Data:
++++++++

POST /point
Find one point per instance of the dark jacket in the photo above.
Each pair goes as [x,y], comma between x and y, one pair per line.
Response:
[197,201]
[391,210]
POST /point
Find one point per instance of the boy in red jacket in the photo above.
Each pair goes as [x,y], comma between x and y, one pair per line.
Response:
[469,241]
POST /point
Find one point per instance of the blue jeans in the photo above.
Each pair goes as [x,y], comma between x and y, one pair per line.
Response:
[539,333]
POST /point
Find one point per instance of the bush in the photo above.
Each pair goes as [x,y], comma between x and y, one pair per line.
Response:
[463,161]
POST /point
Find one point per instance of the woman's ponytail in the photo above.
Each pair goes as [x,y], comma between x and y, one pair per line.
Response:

++++++++

Activity: What is needed is a word-for-word copy of the records.

Answer area:
POST /point
Find one point per instance of the dark jacket in the photo above.
Each pair goes as [x,y], comma between x and y, one pair per line.
Response:
[197,201]
[391,210]
POST /point
Find one point per instance of the boy in red jacket in the photo above.
Each pair goes as [x,y], comma between x and y, one pair per line.
Response:
[469,241]
POST /point
Find one point per instance of the blue jeans in the photo above.
Each pair goes as [x,y], comma between x and y, one pair per line.
Response:
[539,333]
POST /point
Find one point per instance of the bush in the photo above.
Each pair goes as [x,y], comma between x and y, one pair per line.
Response:
[463,161]
POST /point
Find one point per instance of the woman's ponytail in the photo above.
Each pair goes as [x,y], comma between x and y, one pair per line.
Response:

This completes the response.